• _Task prompt_:
The records are to be repeated exactly, and any images in them are to be dropped.

(Image point grounding data)
☆ ☆ ☆ ☆ ☆

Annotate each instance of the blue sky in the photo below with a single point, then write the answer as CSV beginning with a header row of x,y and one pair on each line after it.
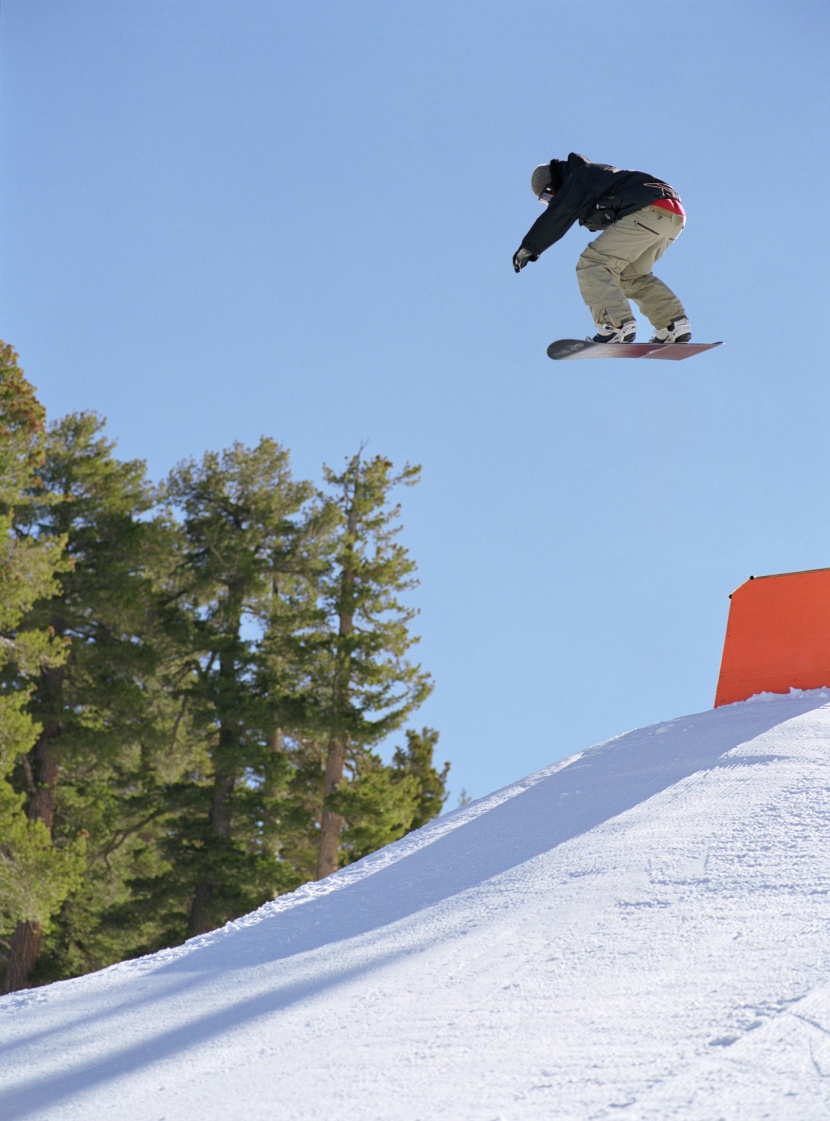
x,y
226,219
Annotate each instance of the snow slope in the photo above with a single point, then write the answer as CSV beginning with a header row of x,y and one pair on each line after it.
x,y
639,932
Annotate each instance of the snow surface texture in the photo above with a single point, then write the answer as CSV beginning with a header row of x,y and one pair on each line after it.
x,y
642,930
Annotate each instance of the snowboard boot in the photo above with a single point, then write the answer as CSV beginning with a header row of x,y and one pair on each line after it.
x,y
625,333
679,331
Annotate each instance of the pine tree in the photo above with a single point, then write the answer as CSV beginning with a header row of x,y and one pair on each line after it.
x,y
368,687
242,525
98,739
35,874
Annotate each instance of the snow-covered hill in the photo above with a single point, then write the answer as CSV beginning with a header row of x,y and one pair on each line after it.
x,y
641,932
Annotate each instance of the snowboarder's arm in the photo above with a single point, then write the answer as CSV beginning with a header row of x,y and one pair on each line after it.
x,y
562,212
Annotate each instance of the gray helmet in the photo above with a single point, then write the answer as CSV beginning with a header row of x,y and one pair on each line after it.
x,y
541,179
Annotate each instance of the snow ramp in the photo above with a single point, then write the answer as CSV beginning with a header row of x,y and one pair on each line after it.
x,y
641,930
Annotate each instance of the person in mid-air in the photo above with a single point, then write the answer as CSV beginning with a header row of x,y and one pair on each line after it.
x,y
639,218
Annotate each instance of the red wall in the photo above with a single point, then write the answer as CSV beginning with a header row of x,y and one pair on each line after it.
x,y
777,636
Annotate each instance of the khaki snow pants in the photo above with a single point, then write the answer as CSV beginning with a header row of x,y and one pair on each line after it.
x,y
619,262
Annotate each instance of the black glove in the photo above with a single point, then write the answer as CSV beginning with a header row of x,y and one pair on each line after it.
x,y
522,257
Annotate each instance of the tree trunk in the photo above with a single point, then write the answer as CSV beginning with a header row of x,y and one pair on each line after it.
x,y
201,920
22,955
331,824
43,768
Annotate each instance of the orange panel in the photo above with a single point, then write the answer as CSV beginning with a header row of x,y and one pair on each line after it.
x,y
777,636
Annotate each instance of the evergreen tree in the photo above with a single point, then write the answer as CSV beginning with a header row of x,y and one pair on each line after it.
x,y
98,738
243,529
35,874
368,687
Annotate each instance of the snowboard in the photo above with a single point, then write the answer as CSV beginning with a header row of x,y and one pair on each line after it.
x,y
584,348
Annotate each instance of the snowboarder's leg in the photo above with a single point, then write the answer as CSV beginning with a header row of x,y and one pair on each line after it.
x,y
618,263
655,299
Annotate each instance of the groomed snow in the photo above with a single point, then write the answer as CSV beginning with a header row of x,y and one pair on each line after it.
x,y
641,932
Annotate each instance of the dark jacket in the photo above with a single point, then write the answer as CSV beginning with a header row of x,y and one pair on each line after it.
x,y
596,195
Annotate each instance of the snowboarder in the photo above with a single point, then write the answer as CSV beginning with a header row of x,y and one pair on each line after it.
x,y
639,218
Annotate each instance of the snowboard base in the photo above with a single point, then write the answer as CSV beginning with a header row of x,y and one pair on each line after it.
x,y
586,348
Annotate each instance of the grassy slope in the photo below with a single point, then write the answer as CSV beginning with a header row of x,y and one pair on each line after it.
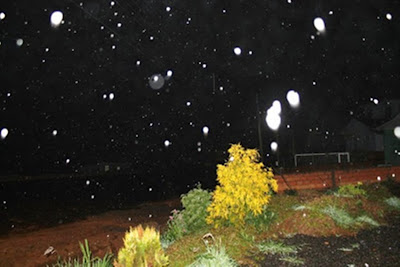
x,y
299,214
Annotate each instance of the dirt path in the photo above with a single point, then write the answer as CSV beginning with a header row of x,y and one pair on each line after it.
x,y
104,233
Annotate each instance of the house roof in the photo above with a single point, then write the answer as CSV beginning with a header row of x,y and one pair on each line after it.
x,y
393,123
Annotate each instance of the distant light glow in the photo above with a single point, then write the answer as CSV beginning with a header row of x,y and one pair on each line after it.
x,y
20,42
293,98
319,24
56,18
397,132
156,81
206,130
237,51
4,133
277,107
273,117
274,146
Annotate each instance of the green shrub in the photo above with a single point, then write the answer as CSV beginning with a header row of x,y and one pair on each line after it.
x,y
190,219
262,221
176,228
87,259
195,204
245,186
142,248
351,190
343,219
394,202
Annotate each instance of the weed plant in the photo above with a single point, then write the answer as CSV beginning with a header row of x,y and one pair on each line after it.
x,y
351,190
345,220
215,256
87,259
275,247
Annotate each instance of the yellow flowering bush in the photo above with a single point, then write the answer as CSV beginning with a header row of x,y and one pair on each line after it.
x,y
142,248
245,185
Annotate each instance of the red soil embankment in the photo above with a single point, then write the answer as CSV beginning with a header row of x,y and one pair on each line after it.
x,y
324,179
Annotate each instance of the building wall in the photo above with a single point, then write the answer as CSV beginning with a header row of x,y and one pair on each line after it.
x,y
323,179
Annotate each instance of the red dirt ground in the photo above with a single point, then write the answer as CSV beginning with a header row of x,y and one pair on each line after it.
x,y
104,233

☆ ☆ ☆ ☆ ☆

• _Answer section_:
Annotate each instance of the blue sky in the photo below with a single point, then write the answer as CSV beginning with a header row of x,y and one pair on each line after it.
x,y
226,219
Annotate each instance of the snow slope in the photo above with a single point, then write the answer as CSV beginning with a header row of x,y and one pair on each line after it.
x,y
639,932
Annotate each instance of the snow surface texture in the photo above with a single point, then write the answer as CSV beginning with a header row of x,y and one pair on each line after it.
x,y
642,930
Annotate each instance of the snowboard boot in the photo above with a single point, then write the answer as CSV beginning with a header row of x,y and one pair on each line after it.
x,y
625,333
679,331
Annotate each instance of the pine tree in the photo above with a single point, then write the answer as CSV beginning with a header row of x,y and one pair on each line after it.
x,y
368,687
242,525
98,739
35,874
Annotate each instance of the snow-covered hill in the photo above with a single point, then write the answer as CSV beginning with a header row of x,y and one pair on each line after it.
x,y
641,932
Annotate each instance of the snowboarder's arm in the photo above with a single point, then write the answer as CSV beginning with a header row of x,y and one pair on each line after it.
x,y
562,212
Annotate each instance of the gray helmet in the photo above with a single point, then write the answer as CSV beginning with a header row of x,y and one pair on each line after it.
x,y
541,179
Annotate each instance of the snow ramp in the photo above with a single point, then write the answer as CSV beginning with a header row of x,y and one pair on each line after it.
x,y
641,930
Annotate each instance of the person in mid-air in the photo above with a single point, then write the answer as CSV beginning with a header row of x,y and one pair on each line after it.
x,y
639,218
Annotate each instance of the red wall in the photo above with a single point, then write the answer as CSV beginning with a header row of x,y and one pair on each line after it.
x,y
777,636
Annotate each instance of the khaki snow pants in the photo above with a single point, then write the answer as CSV beginning with a header row of x,y and one pair on each line after it.
x,y
619,262
Annotate each instance of the black glove in the photo above with a single point, then write the answer as CSV beginning with a header row of x,y and one pair on each line after it.
x,y
522,257
Annotate each instance of the tree trunk in the photo above with a single point, then write the answer as CSV beginning with a header row of x,y and one pair on each line after it.
x,y
201,920
22,955
331,824
43,768
Annotate each instance of the orange panel in the photo above with a single point, then write the answer as CSV beginning with a header row of x,y and one pair on each line after it.
x,y
777,636
Annotate each instance of the evergreen tree in the photo above with a single point, then write the answer as CSV beginning with a header row of x,y and one pair on each line after it.
x,y
98,738
243,529
35,874
368,687
Annotate each instance of the snowboard in the photo above with a single point, then write the answer as CSV beginning with a header row of x,y and one pair on each line after it.
x,y
584,348
Annotate each instance of the snowboarder's leg in the photo above with a single point, then write the answer as CSV beginning with a header row of x,y and one pair on each line after it.
x,y
618,263
655,299
Annotate each instance of the groomed snow in the photo above with a single point, then write the answer as CSV beginning with a header row of x,y and one pair on each line after it.
x,y
641,932
Annotate each instance of the dark jacket in the photo above with a single point, then write the answer as CSV beginning with a header row of x,y and one pair on each line after it.
x,y
596,195
Annotate each instance of the snowboarder in the photo above with a single point, then write the answer as CSV beginning with a header row of x,y and one pair on each line after it.
x,y
639,218
Annotate each instance of the snowboard base in the photo above with a single point, then write the answer as CSV beginning with a header row of x,y and one pair on each line after it.
x,y
586,348
Annotate each instance of the grassy slope in the photo below with a single point, then write the answer as CSV beginning with a header row of x,y and one pair on each line after it.
x,y
299,214
Annotate each instance of the dirt path in the photo above with a single point, then write the answer as CSV beginning with a header row of x,y and one pair on each line after it.
x,y
104,233
Annotate each instance of the house roof in the photo above with a single point, then write the answer as CSV beginning with a header row of x,y and one pair on each line after it.
x,y
393,123
Annotate each instance of the distant light glow in the photo above with a single point, then write the answer as CSV beginning with a header row of x,y and one pair on each line after it.
x,y
20,42
293,98
319,24
56,18
397,132
156,81
206,130
237,51
4,133
277,107
273,117
274,146
Annotate each instance of the green shrub in the photo above with a single point, then write the answer as CSV beginning with a header row of x,y and one pair on each line after it.
x,y
190,219
262,221
176,228
87,259
195,204
245,186
142,248
351,190
343,219
394,202
Annotate each instance of the weed plant in the photo above with a single point, then write the answer as CSV beginning with a header row of x,y and one pair on each line after it.
x,y
351,190
345,220
215,256
87,259
275,247
Annotate each instance of the yellow flowering bush in the photo above with a single point, then write the answer as CSV beginning with a header row of x,y and one pair on each line after it.
x,y
142,248
245,185
Annotate each instance of the red soil embankment in the photo above with a single point, then write the answer as CSV beginning with a header row of x,y and one pair on each line after it.
x,y
324,179
Annotate each instance of the building wall in the photo above with a single point, then write the answer as CSV beginning with a header row of x,y and one pair on each line after it.
x,y
323,179
Annotate each instance of the red dirt ground in the photo above with a single point, then write the answer as CSV beginning with a header row of x,y and one pair on each line after it.
x,y
104,233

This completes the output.